▶ Goal of the exercise: Rewrite all of the data below as a numbered list, one line per item, and leave out any blank lines.

▶ Listing:
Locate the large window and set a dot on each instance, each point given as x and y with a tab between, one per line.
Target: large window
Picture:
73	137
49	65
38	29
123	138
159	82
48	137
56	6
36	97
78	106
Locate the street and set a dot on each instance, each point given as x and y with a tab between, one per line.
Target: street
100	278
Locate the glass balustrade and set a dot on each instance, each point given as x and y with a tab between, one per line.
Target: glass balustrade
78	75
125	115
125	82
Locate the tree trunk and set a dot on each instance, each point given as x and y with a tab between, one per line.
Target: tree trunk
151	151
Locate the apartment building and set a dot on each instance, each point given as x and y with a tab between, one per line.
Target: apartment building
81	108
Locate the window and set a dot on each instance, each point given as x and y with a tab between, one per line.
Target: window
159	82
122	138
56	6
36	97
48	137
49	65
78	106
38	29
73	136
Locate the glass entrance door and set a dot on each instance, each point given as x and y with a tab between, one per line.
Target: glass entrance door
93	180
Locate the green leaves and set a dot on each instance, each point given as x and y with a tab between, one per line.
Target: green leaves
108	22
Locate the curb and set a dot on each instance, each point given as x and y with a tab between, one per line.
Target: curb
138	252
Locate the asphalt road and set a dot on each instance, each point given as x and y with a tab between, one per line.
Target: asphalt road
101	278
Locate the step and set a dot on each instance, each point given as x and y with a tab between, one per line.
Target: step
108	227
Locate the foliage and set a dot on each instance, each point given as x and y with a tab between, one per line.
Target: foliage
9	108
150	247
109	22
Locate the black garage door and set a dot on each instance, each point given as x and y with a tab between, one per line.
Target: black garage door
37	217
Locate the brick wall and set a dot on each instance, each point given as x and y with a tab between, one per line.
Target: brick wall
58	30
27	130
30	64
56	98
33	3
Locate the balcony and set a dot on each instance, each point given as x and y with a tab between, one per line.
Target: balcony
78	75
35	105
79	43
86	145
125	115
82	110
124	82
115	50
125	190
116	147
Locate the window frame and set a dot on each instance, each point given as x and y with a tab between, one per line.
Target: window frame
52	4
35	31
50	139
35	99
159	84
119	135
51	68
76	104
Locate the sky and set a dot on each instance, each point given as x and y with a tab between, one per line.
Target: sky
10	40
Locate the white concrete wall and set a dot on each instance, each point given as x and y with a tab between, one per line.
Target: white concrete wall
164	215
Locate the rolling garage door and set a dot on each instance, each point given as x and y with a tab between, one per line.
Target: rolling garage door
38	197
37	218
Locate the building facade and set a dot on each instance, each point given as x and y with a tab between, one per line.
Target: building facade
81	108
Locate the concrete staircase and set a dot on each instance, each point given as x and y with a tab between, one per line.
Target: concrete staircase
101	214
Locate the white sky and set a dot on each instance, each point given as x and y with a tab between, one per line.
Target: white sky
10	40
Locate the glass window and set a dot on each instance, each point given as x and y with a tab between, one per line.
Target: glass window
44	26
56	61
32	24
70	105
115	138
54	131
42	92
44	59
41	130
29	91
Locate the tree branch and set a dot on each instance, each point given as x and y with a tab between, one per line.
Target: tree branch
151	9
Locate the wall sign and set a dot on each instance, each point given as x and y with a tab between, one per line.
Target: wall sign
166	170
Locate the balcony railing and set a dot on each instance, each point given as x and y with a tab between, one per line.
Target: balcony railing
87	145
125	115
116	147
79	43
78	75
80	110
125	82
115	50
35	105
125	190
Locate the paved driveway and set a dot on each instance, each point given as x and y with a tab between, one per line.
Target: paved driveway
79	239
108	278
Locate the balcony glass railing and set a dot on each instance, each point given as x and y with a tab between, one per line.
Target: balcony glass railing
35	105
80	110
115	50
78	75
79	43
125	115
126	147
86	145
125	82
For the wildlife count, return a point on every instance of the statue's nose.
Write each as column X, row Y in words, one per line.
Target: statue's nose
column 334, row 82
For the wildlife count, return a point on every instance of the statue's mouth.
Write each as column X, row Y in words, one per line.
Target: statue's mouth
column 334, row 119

▶ Output:
1. Locate the large window and set a dot on each instance, each point given as x and y with a tab between, one per line.
2. Target: large window
3. Picture:
4. 73	137
5. 49	65
6. 38	29
7. 123	138
8. 159	82
9. 48	137
10. 56	6
11. 36	97
12. 78	106
13. Locate the street and set a dot on each instance, each point given as x and y with a tab between, one per line.
14. Target: street
15. 100	278
16. Locate the glass balustrade and set a dot on each instance, each point given as x and y with a tab between, one per line.
17. Target: glass balustrade
18. 78	75
19. 125	115
20. 125	82
21. Locate the tree trunk and set a dot on each instance, each point given as x and y with a tab between, one per line.
22. Target: tree trunk
23. 151	151
24. Locate the apartment building and set a dot on each instance, each point given as x and y with a tab between, one per line.
25. Target: apartment building
26. 81	108
27. Locate the window and set a dot on each instance, each point given as x and y with a tab between, one per line.
28. Target: window
29. 159	82
30. 122	138
31. 56	6
32. 36	97
33. 48	137
34. 49	65
35. 78	106
36. 38	29
37. 73	136
38. Locate the glass entrance door and set a dot on each instance, each point given as x and y with a tab between, one per line.
39. Target: glass entrance door
40. 93	180
41. Locate the green leaves and set a dot on each instance, each point given as x and y with a tab between, one per line.
42. Target: green leaves
43. 108	22
44. Locate the curb and set a dot on each instance, each point given as x and y with a tab between, one per line.
45. Target: curb
46. 138	252
47. Locate the asphalt road and set a dot on each instance, each point given as x and y with a tab between, one per line.
48. Target: asphalt road
49. 101	278
50. Locate the step and set a dot on each instance, each point given as x and y with a tab between, one per line.
51. Target: step
52. 108	227
53. Locate the foliage and set a dot on each instance, each point given as x and y with a tab between, one per line.
54. Target: foliage
55. 9	108
56. 150	247
57. 109	22
58. Locate the black garage door and set a dot on each instance, each point given as x and y with a tab between, one per line.
59. Target: black garage door
60. 37	217
61. Locate the brick wall and set a dot on each instance, each point given as x and y with a tab between, one per line.
62. Target: brick wall
63. 58	30
64. 27	130
65. 30	64
66. 56	98
67. 33	3
68. Locate the balcony and set a dot on each instance, each point given as x and y with a tab between, one per line.
69. Target: balcony
70. 78	75
71. 35	105
72. 79	43
73. 86	145
74. 125	115
75. 82	110
76. 124	82
77. 115	50
78. 125	190
79. 116	147
80. Locate the window frame and set a dot on each instance, each point given as x and y with a tab between, one per line.
81. Target: window frame
82. 52	4
83. 35	31
84. 50	139
85. 35	99
86. 159	84
87. 119	135
88. 51	68
89. 76	104
90. Locate the sky and set a dot on each instance, each point given as x and y with a tab between, one per line.
91. Target: sky
92. 10	40
93. Locate the white concrete wall and set a dot on each instance, each point given as x and y with a tab between, one per line.
94. Target: white concrete wall
95. 164	215
96. Locate the rolling garage door and set a dot on each instance, each point given as x and y with a tab between, one per line.
97. Target: rolling garage door
98. 38	197
99. 37	218
100. Locate the building facade and set a dot on each instance, each point given as x and y with a tab between, one per line.
101. Target: building facade
102. 81	108
103. Locate the concrete staircase and set a dot on each instance, each point given as x and y with a tab between, one per line.
104. Target: concrete staircase
105. 101	214
106. Locate the white sky and set a dot on each instance, each point given as x and y with a tab between, one per line.
107. Target: white sky
108. 10	40
109. Locate the glass window and set a dot on each instance, each point given as x and y with a tab between, one per line.
110. Target: glass window
111. 44	26
112. 56	61
113. 32	24
114. 70	105
115. 115	138
116. 54	131
117. 42	92
118. 44	59
119. 41	130
120. 29	91
121. Locate the tree branch and set a dot on each instance, each point given as x and y with a tab between, one per line.
122. Target: tree branch
123. 151	9
124. Locate the wall sign and set a dot on each instance, each point given as x and y with a tab between, one per line.
125. Target: wall sign
126. 166	170
127. Locate the balcony railing and set a dot on each instance, each point given as x and y with a tab between, one per line.
128. Target: balcony railing
129. 87	145
130. 125	115
131. 116	147
132. 79	43
133. 78	75
134. 80	110
135. 125	82
136. 115	50
137. 35	105
138. 125	190
139. Locate the paved driveway and set a dot on each instance, each point given as x and y with a tab between, one per line.
140. Target: paved driveway
141. 79	239
142. 108	278
143. Locate the balcony glass railing and set a dot on each instance, each point given as x and y with a tab between, one per line.
144. Target: balcony glass railing
145. 35	105
146. 80	110
147. 115	50
148. 78	75
149. 79	43
150. 125	115
151. 126	147
152. 86	145
153. 125	82
154. For the wildlife count, return a point on every instance of the statue's nose.
155. Write each as column X, row Y in words, one per line.
156. Target: statue's nose
157. column 334, row 82
158. For the wildlife count, return a point on every instance of the statue's mouth.
159. Write each as column X, row Y in words, one per line.
160. Target: statue's mouth
161. column 334, row 119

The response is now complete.